**DIRECTIVE 1:**
In the CollocDriver thread, which option makes CollocDriver tokenize its input text before generating the collocations?
**DIRECTIVE 2:**
Reproduce everything in the CollocDriver thread from "Oops, thanks for" down to "Darren Govoni <da...@ontrenet.com>.".

**DOCUMENT SECTION:**
Oops, thanks for pointing that out -- that 'm' is a typo -- should be
'n', e.g: 'sort -rn 6,6'
Re: Running CollocDriver, exception
Posted by Darren Govoni <da...@ontrenet.com>.
Drew,
Thanks for the tip. It works great now!
Darren
PS. the sort command you suggested doesn't quite sort by LLR score
because its only a lexical sort and misses something like 70.000 should
be greater than 8.000
On 01/23/2011 11:59 AM, Drew Farris wrote:
> Ahh, ok. Output from seqdirectory is a SequenceFile<Text,Text>, where
> the value is the un-tokenized text of each document. By default the
> CollocDriver expects tokenized text as input, but if you add the '-p'
> option to the CollocDriver command-line it will tokenize the text
> before generating the collocations, so you can use the output of
> seqdirectory as is.
>
> for example:
>
> ./bin/mahout seqdirectory \
> -i ./examples/bin/work/reuters-out/ \
> -o ./examples/bin/work/reuters-out-seqdir \
> -c UTF-8 -chunk 5
>
> ./bin/mahout org.apache.mahout.vectorizer.collocations.llr.CollocDriver \
> -i ./examples/bin/work/reuters-out-seqdir \
> -o ./examples/bin/work/reuters-colloc-2 \
> -a org.apache.mahout.vectorizer.DefaultAnalyzer -ng 3 -p
>
> Drew
>
> On Sun, Jan 23, 2011 at 10:44 AM, Darren Govoni<da...@ontrenet.com> wrote:
>> Hi Drew,
>> Thanks for the tips - much appreciated. See inline.
>>
>> On 01/23/2011 09:22 AM, Drew Farris wrote:
>>> Hi Darren,
>>>
>>> From the error message you receive, it is not exactly clear what is
>>> happening here. I suppose it could be due to the format of the input
>>> sequence file, but I'm not certain.
>>>
>>> A couple questions that will help me answer your question:
>>>
>>> 1) What version of Mahout are you using?
>> 0.4
>>> 2) How are you generating the sequence file you are using as input to
>>> the CollocDriver?
>> bin/mahout seqdirectory --charset ascii --input textfiles/ --output out
>>
>> Then I run:
>>
>> bin/mahout org.apache.mahout.vectorizer.collocations.llr.CollocDriver -i
>> out/chunk-0 -o phrases -ng 2 -a org.apache.mahout.vectorizer.DefaultAnalyzer
>>
>> I am not running hadoop. The error is repeatable. Here is the full output.

**SOURCE EXCERPT:**
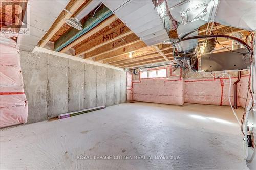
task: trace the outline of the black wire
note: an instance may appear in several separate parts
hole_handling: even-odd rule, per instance
[[[227,48],[226,47],[225,47],[225,46],[224,46],[223,45],[222,45],[222,44],[221,44],[220,43],[219,43],[219,41],[218,41],[218,40],[217,40],[217,38],[216,38],[216,39],[215,39],[215,40],[216,40],[216,42],[218,44],[219,44],[219,45],[220,45],[222,46],[222,47],[223,47],[223,48],[226,48],[226,49],[227,49],[227,50],[229,50],[229,51],[231,51],[231,52],[232,52],[237,53],[240,53],[240,54],[248,54],[248,53],[241,53],[241,52],[237,52],[237,51],[233,51],[233,50],[230,50],[230,49],[229,49],[229,48]]]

**FULL ANSWER 1:**
The '-p' option.

**FULL ANSWER 2:**
Oops, thanks for pointing that out -- that 'm' is a typo -- should be
'n', e.g: 'sort -rn 6,6'
Re: Running CollocDriver, exception
Posted by Darren Govoni <da...@ontrenet.com>.